### EXERCISE INSTRUCTIONS
Could you copy the records below word for word, leaving the pictures out of your answer?

### DATASET EXCERPTS

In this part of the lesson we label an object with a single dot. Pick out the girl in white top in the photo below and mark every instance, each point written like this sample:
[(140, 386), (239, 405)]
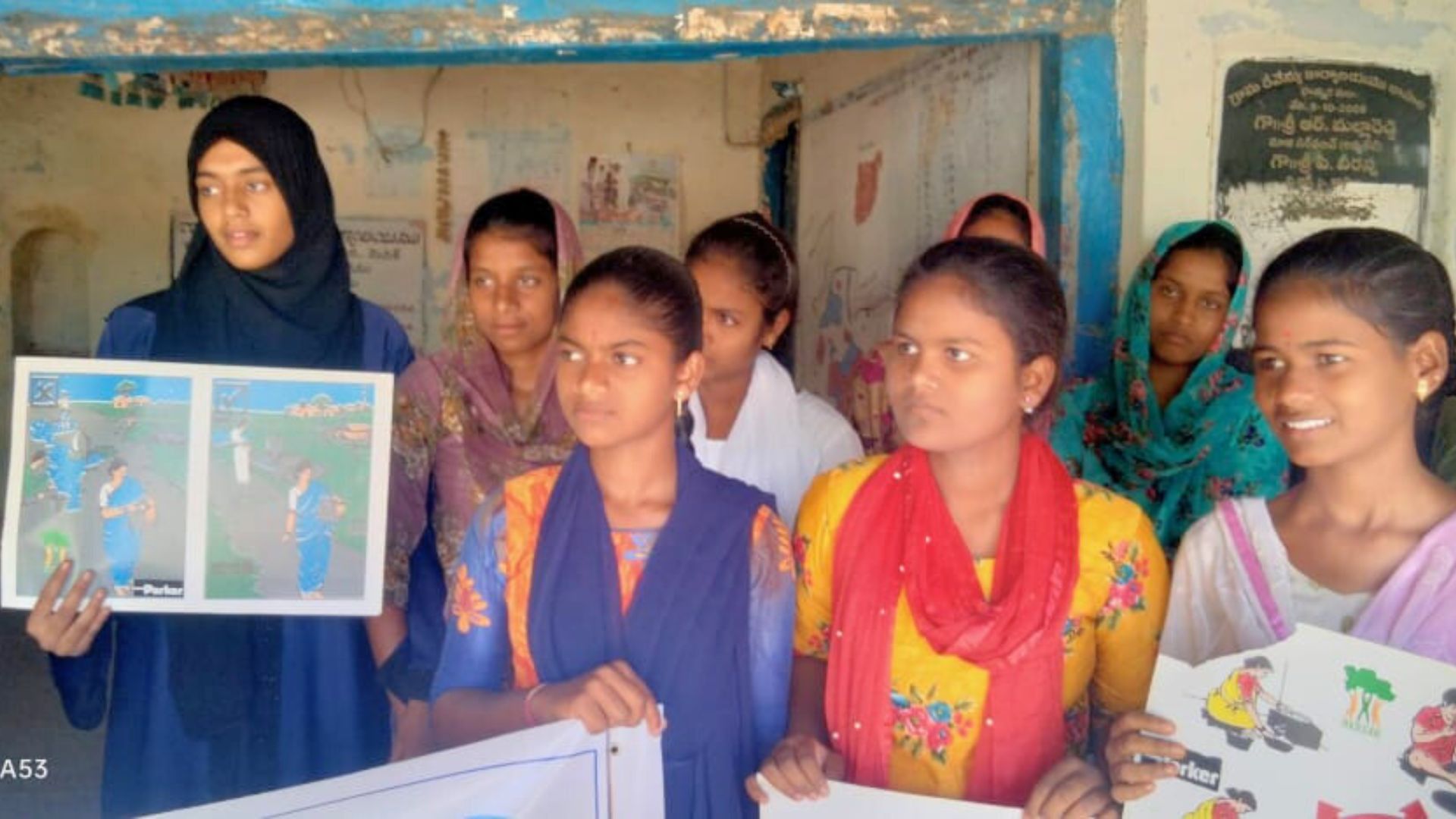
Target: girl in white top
[(1354, 343), (748, 419)]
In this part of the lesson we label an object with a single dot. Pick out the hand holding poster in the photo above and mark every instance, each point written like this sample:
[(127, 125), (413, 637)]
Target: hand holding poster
[(555, 771), (1321, 725), (856, 802)]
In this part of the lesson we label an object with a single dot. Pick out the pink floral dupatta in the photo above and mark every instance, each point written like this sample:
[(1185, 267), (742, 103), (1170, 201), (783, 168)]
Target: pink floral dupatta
[(456, 428)]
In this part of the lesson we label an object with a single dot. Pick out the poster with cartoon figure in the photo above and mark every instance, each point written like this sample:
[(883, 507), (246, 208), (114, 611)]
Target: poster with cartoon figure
[(190, 488), (291, 521), (102, 480), (1321, 725)]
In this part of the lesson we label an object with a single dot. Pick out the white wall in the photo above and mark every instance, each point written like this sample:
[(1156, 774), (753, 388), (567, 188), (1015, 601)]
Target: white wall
[(114, 175), (1174, 55)]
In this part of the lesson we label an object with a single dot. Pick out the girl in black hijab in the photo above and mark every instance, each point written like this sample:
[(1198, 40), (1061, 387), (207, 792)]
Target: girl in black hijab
[(202, 708)]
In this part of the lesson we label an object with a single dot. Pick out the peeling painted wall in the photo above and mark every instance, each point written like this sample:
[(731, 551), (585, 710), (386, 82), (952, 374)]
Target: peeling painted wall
[(53, 36), (1174, 61), (111, 177)]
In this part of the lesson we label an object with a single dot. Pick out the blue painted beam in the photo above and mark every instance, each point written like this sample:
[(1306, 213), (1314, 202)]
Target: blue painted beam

### TASK RESPONSE
In this part of the lesson we label an object with a single dot. Pick out the girl in white top in the photo below and mark every instance, each point written like this sample:
[(140, 386), (239, 405)]
Target: girl in white top
[(1354, 343), (748, 419)]
In this part of the lesson we label an object with a single dot. Pick out the hand holding poster in the photo above and mark every instance, each point written like this sample:
[(127, 125), (413, 637)]
Target: hand holding poster
[(555, 771), (1321, 725), (856, 802)]
In this part of the lesson we label an object with a single dot. Pick out the pink floral dupatta in the photo above and mark every instance, each point written like this sample:
[(1185, 267), (742, 103), (1170, 201), (783, 168)]
Target: pink floral dupatta
[(456, 428)]
In this part of the lesson we label an object with a single dot. Pick out the poster with cartoon figure in the photo above and mark every instance, each point written like this sample:
[(883, 507), (246, 208), (114, 611)]
Target: poster with cartoon figure
[(190, 488), (291, 521), (102, 480), (1321, 725)]
In this part of the lesson we label an object with a single dot. Pick out the white wall in the photo above and mark every instance, each point written like this sample:
[(1156, 774), (753, 388), (567, 188), (1015, 601)]
Target: white wall
[(114, 175), (1174, 55)]
In this part of the lesson we label an object with a single dot. Pick out the girl in black hijab in the photo above and mark every instance, each point written like this sample:
[(1198, 40), (1061, 387), (207, 792)]
Target: girl in black hijab
[(202, 708)]
In this part of the lesson we label an object with a single dot. Pick out the peeling painted wall in the photo above and mark every instance, each point written like this sample:
[(731, 551), (585, 710), (386, 82), (952, 374)]
Target: peeling painted wall
[(53, 36), (1174, 61), (111, 177)]
In this part of the lesson we label an object with a single dot. Pick out the blue painted beam in the photo above and mark every instance, each point written like this sample:
[(1306, 213), (1314, 202)]
Target: blue painted beam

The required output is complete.